# What to produce
Return the full article on the hazardous waste ban word for word, with nothing left out or changed.

# Extract to read
-- Opening Marker --
Hazardous Waste Ban

More than one-hundred-seventy countries reportedly agreed last week to hasten along the adoption of a global ban on the export of hazardous wastes to developing countries. The environmental group Basel Action Network saw the deal as a major breakthrough.

The deal would make sure that developing countries no longer are dumping groups for toxic waste including industrial chemicals, discarded cell-phones and computers. Delegates at the U.N. environmental conference in Cartagena said the ban will take effect when seventeen more countries ratify an amendment to the 1989 Basel Convention. The convention’s executive secretary, Katharina Kummer, estimated that it will take some five years to reach the required 68 ratifying nations.

Fifty-one countries already ratified the 1995 amendment that enforces the Basel Convention, a treaty aimed at making nations manage their waste at home instead of sending it overseas. The world’s top exporter of electronic waste, the United States did not ratify the original convention. The global ban has been backed by African countries, China and the European Union opponents have been led by Canada, Australia, Japan, New Zealand and India.

The issue took center stage in 2006 when hundreds of tons of waste were dumped around the Ivory Coast’s main city of Abidjan. This killed some 10 people and sickened tens of thousands. The waste came from a tanker chartered by the Dutch commodities trading company Trafigura Beheer BV, that had a contract with a local company to dispose of the waste.
-- Closing Marker --
# Data extract
-- Opening Marker --
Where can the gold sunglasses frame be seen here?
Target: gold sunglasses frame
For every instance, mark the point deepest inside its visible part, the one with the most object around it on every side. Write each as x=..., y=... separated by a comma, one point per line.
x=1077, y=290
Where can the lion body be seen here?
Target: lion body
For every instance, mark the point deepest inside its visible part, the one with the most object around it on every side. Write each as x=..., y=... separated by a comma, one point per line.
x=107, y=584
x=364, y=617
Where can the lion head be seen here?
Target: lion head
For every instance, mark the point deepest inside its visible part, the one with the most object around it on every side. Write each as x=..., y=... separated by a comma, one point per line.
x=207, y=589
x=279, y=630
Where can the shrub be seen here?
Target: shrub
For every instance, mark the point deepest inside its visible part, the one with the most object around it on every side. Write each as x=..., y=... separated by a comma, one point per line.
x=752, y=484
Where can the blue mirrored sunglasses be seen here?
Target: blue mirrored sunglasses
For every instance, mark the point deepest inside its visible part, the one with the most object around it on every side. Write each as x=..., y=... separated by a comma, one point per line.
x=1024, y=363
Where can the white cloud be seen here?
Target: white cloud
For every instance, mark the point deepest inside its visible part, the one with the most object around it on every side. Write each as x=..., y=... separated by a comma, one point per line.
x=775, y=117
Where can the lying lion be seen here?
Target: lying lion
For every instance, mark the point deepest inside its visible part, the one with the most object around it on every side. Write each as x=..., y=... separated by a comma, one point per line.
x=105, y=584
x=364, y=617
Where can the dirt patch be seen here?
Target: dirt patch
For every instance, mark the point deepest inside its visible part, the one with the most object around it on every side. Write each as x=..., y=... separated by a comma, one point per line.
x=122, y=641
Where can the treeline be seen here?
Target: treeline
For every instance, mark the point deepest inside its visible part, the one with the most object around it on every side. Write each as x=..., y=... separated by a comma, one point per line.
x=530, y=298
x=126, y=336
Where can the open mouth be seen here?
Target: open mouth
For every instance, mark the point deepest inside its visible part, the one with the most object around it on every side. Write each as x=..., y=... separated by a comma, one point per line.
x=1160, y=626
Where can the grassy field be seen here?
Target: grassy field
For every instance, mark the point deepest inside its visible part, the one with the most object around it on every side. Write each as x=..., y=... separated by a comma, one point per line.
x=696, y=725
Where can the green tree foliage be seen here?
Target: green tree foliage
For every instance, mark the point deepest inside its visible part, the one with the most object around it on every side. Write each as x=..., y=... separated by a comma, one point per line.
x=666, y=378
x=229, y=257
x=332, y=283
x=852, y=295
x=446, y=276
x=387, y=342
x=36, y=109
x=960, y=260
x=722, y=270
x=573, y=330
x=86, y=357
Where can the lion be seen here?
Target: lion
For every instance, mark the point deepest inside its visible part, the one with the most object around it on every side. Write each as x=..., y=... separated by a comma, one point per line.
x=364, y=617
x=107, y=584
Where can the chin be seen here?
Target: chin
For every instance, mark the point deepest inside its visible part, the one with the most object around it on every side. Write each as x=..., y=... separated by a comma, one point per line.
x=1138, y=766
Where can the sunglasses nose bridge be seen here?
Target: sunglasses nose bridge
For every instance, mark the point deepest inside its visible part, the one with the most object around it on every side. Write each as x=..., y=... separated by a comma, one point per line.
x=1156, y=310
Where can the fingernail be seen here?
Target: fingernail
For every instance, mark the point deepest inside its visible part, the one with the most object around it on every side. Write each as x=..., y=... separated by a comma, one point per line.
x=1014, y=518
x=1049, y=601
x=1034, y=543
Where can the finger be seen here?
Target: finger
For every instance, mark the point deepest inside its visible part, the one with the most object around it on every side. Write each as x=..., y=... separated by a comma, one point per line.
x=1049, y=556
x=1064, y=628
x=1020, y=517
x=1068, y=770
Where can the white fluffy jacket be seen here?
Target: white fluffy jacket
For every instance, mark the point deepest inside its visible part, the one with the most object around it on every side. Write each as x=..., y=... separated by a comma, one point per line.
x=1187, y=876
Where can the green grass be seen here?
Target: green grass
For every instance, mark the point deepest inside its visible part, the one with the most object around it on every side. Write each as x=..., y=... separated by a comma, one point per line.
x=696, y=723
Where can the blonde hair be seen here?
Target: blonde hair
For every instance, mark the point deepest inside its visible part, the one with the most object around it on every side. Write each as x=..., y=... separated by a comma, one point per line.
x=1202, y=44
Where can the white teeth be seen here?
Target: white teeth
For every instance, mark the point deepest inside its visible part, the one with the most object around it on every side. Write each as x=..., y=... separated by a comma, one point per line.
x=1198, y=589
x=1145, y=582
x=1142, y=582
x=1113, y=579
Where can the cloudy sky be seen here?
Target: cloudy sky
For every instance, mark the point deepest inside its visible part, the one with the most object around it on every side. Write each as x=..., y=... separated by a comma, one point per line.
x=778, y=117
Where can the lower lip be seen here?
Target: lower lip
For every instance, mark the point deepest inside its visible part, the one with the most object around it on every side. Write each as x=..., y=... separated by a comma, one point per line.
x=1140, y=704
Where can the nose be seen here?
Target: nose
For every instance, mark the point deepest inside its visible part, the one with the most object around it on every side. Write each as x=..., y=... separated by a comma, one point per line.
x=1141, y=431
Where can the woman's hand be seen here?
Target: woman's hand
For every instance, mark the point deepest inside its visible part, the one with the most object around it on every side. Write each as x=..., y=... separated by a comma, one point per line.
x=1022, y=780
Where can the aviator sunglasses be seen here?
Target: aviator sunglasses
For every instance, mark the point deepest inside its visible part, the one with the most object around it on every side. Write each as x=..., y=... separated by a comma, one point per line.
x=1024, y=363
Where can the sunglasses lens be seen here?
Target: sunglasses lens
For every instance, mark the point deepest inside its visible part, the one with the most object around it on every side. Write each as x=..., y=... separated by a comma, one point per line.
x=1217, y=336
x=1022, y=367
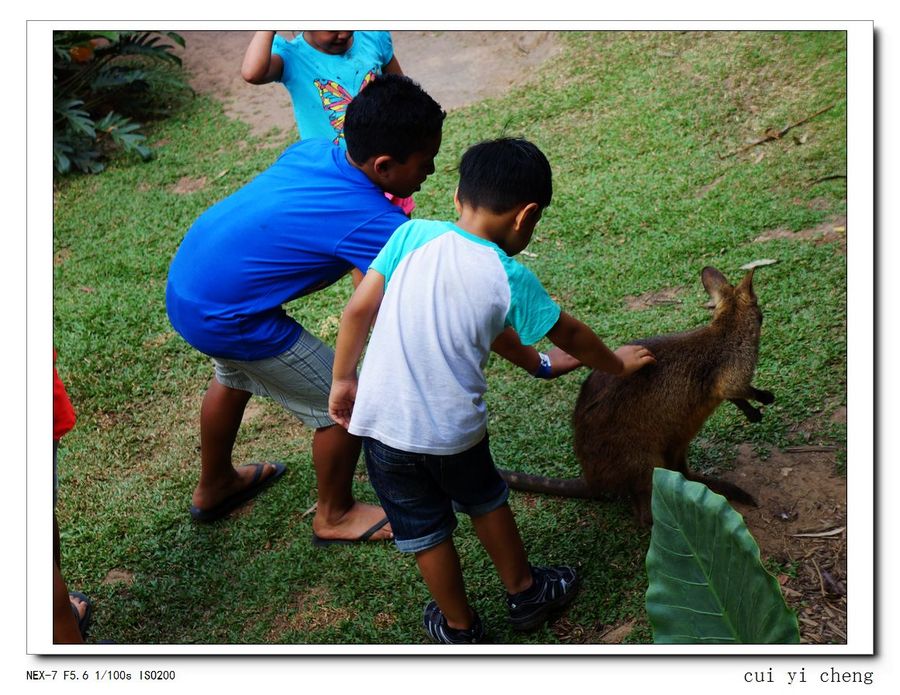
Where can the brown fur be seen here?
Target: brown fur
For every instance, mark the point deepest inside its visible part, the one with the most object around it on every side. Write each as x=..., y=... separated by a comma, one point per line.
x=626, y=427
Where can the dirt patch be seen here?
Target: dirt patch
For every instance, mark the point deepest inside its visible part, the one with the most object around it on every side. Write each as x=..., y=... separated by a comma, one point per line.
x=309, y=613
x=833, y=231
x=644, y=301
x=187, y=185
x=61, y=257
x=568, y=632
x=800, y=526
x=455, y=67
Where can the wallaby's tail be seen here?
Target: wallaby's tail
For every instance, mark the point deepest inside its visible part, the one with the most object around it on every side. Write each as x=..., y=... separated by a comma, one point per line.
x=568, y=487
x=726, y=489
-- Closing Marker --
# Answer
Hazardous Waste Ban

More than one-hundred-seventy countries reportedly agreed last week to hasten along the adoption of a global ban on the export of hazardous wastes to developing countries. The environmental group Basel Action Network saw the deal as a major breakthrough.

The deal would make sure that developing countries no longer are dumping groups for toxic waste including industrial chemicals, discarded cell-phones and computers. Delegates at the U.N. environmental conference in Cartagena said the ban will take effect when seventeen more countries ratify an amendment to the 1989 Basel Convention. The convention’s executive secretary, Katharina Kummer, estimated that it will take some five years to reach the required 68 ratifying nations.

Fifty-one countries already ratified the 1995 amendment that enforces the Basel Convention, a treaty aimed at making nations manage their waste at home instead of sending it overseas. The world’s top exporter of electronic waste, the United States did not ratify the original convention. The global ban has been backed by African countries, China and the European Union opponents have been led by Canada, Australia, Japan, New Zealand and India.

The issue took center stage in 2006 when hundreds of tons of waste were dumped around the Ivory Coast’s main city of Abidjan. This killed some 10 people and sickened tens of thousands. The waste came from a tanker chartered by the Dutch commodities trading company Trafigura Beheer BV, that had a contract with a local company to dispose of the waste.